Pull out every line of the records below that contains the word "marble", copying each line in full. Case counts.

▶ Data for this task
================================
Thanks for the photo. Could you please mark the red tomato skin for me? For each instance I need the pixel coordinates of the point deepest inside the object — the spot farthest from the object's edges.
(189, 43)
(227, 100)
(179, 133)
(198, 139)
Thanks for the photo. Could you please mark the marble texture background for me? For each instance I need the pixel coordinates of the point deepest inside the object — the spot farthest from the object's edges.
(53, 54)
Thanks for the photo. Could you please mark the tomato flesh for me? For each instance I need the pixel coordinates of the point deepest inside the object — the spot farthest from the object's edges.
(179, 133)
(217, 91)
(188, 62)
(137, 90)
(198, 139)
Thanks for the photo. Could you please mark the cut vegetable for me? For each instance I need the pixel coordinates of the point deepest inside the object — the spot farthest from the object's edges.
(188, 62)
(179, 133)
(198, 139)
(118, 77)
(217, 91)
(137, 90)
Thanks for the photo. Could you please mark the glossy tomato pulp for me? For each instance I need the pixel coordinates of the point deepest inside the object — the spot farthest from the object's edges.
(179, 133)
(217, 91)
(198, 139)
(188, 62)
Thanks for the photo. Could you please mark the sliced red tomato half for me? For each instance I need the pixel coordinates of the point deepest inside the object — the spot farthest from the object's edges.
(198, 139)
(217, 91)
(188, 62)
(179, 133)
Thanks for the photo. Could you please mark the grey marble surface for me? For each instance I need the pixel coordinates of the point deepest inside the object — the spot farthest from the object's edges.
================================
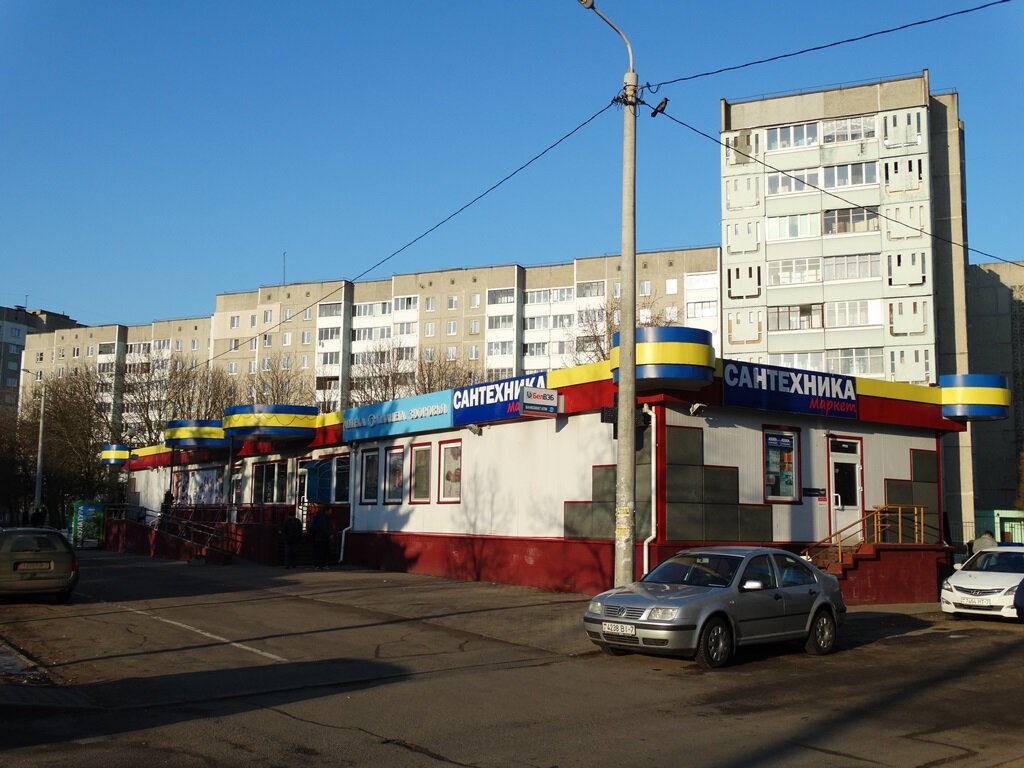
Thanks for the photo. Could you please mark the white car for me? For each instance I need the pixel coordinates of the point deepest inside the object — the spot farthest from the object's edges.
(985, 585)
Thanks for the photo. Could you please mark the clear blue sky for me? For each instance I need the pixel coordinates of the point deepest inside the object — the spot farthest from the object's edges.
================================
▶ Expected answer
Thanks for the photo. Could you please mark the marble texture background for me? For each instance I need the pixel coordinates of the point deepest inside the object — the spot farthest from the object's edges.
Thanks for the photo. Could you please mark the grey marble surface for me? For each instance I need the pixel coordinates of the point deepest inside the object — the spot farthest from the object's edges.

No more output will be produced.